#### Extract
In September 2018, the Mayor of London Sadiq Khan announced plans to establish a new Violence Reduction Unit (VRU) of specialists in health, police and local government to lead and deliver a long-term public health approach to tackling the causes of violent crime.
Violence Reduction Unit
About the VRU
The new Unit will be a multi-disciplinary team and will work across the city, expanding the work of the Mayor’s Knife Crime Strategy to include wider types of violence and look to address the links between violence in the home and on the street. At its heart is the aim of better understanding the risk factors in a person’s early life that can lead to serious violence by using data from health, criminal justice and other public services. It will also focus on improved and sped up interventions at a local level, with the aim of reducing violence and protecting those vulnerable to exploitation. This work will happen at all levels in the city by working with boroughs, local police Basic Command Units, the local community, families, the health service and criminal justice agencies.
Work is now underway to set up the VRU, steered by a Reference Group of partner organisations involved in the Unit. We will provide updates on this page as the Unit is developed and becomes operational.
A public health approach treats violence like any other health issue that causes disease or physical harm. First, you work to contain it and stop it spreading, and then you address the causes, to lower the chances of it happening again. Throughout medical history, we have learned to combat infectious diseases by containing the spread and prevent future outbreaks by putting money into designing better public education, sanitation, medical care and housing. The idea is that the same approach used in tackling disease can be deployed to cut knife crime and other forms of violent crime.
In practice, a public health approach means intervening at critical moments in a young person’s life. For example, if a young person has been excluded from school, suffered trauma, experienced a family breakdown or been a victim of violence themselves, it means stepping in to give them the right support at the right time. A troubled upbringing, and specifically the factors listed above, makes it more likely that a young person will commit violence later in life. By addressing these risk factors in young people, it is possible to prevent violent incidents in the future.

#### Source records
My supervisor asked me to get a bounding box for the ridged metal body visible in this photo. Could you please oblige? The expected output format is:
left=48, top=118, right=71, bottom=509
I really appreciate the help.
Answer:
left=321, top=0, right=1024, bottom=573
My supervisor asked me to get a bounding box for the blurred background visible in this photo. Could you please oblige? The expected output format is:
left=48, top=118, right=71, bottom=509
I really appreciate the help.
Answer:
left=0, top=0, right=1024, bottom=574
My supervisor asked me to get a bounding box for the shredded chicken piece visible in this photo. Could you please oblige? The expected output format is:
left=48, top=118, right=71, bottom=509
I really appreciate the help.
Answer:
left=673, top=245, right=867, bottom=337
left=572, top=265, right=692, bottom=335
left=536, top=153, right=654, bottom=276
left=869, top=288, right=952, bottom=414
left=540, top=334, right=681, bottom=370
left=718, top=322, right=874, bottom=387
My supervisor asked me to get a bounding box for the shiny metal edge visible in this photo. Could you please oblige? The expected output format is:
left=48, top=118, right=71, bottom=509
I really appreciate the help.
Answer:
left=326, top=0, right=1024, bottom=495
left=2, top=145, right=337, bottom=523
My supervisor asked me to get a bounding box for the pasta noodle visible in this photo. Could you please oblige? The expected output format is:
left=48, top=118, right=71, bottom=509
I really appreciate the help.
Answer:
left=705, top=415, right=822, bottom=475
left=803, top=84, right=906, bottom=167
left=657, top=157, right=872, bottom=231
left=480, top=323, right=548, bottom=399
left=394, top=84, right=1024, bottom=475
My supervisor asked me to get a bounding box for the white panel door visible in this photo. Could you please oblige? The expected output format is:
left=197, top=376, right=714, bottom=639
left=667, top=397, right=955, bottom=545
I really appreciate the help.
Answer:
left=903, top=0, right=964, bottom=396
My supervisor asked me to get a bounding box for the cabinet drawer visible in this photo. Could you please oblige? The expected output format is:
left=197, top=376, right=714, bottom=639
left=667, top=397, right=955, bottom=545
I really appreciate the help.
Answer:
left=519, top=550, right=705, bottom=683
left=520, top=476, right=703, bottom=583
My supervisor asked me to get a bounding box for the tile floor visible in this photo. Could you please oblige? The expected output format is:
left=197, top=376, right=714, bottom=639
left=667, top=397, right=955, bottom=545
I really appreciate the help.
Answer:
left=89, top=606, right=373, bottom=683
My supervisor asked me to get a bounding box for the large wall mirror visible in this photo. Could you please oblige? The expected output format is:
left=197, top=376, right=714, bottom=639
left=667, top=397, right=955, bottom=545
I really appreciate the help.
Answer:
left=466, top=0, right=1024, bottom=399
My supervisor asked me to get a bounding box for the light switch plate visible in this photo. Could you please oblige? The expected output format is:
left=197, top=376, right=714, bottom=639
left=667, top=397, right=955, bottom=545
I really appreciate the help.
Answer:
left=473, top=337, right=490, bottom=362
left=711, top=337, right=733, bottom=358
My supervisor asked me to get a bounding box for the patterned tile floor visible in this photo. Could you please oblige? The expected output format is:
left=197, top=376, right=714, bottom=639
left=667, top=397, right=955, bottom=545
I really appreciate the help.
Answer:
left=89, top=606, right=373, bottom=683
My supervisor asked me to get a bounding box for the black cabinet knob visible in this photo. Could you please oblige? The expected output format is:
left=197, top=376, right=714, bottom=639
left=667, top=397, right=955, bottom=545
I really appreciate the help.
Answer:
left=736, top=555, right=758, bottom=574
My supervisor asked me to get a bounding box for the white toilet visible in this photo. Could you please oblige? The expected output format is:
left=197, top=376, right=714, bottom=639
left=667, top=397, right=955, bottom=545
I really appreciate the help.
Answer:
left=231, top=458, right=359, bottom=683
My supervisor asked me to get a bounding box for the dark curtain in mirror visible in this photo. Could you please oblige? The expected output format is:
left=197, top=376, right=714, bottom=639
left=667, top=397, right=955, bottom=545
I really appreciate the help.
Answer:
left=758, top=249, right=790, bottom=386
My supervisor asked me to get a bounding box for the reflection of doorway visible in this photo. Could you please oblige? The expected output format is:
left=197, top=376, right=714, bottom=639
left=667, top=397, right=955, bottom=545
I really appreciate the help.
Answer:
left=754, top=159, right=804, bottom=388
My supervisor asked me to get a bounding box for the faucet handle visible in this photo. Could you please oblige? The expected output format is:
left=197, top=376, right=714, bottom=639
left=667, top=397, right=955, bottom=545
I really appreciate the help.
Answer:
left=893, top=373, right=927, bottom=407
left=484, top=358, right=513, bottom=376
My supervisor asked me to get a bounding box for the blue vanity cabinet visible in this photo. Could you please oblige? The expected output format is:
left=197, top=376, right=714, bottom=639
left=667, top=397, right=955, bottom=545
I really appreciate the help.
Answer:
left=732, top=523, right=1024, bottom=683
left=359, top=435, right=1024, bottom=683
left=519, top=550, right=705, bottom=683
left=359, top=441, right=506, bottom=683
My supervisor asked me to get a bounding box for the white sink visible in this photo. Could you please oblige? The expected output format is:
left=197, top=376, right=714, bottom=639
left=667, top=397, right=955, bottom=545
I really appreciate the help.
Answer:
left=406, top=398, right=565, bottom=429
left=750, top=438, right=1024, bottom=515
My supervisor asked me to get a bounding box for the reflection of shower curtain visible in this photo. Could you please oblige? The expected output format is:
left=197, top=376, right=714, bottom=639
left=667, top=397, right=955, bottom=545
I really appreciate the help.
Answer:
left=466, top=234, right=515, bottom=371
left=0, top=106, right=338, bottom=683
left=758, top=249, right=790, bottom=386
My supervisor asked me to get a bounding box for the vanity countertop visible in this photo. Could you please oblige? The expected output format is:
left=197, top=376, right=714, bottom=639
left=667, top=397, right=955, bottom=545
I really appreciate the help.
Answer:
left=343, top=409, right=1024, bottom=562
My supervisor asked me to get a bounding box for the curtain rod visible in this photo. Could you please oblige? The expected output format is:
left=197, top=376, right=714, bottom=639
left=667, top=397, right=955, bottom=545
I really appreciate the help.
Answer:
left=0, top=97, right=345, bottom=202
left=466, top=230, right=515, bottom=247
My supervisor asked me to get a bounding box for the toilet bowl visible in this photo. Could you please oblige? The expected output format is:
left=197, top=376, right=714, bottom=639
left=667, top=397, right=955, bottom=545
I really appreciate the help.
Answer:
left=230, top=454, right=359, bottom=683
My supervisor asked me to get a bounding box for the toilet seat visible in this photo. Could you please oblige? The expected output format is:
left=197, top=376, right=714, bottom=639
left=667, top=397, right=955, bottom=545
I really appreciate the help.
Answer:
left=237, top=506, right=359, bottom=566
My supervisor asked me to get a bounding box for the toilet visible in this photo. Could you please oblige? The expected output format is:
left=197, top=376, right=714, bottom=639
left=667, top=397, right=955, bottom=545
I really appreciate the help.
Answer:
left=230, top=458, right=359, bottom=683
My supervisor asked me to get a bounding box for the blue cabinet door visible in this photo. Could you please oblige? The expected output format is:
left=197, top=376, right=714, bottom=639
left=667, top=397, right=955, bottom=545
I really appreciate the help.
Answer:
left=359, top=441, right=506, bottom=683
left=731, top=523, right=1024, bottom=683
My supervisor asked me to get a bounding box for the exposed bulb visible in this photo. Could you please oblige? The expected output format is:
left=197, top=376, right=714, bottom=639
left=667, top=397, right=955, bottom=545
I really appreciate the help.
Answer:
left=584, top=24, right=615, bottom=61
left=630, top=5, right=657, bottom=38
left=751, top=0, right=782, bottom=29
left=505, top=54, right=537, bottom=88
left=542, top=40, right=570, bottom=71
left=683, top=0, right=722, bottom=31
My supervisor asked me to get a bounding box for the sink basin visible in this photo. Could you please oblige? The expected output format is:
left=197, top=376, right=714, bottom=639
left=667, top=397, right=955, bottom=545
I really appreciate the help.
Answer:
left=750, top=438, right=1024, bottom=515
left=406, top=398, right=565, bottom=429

#### What needs to be done
From the text on London's Violence Reduction Unit, extract the passage between "In September 2018, the" and "causes of violent crime.", inclusive.

#### Output below
In September 2018, the Mayor of London Sadiq Khan announced plans to establish a new Violence Reduction Unit (VRU) of specialists in health, police and local government to lead and deliver a long-term public health approach to tackling the causes of violent crime.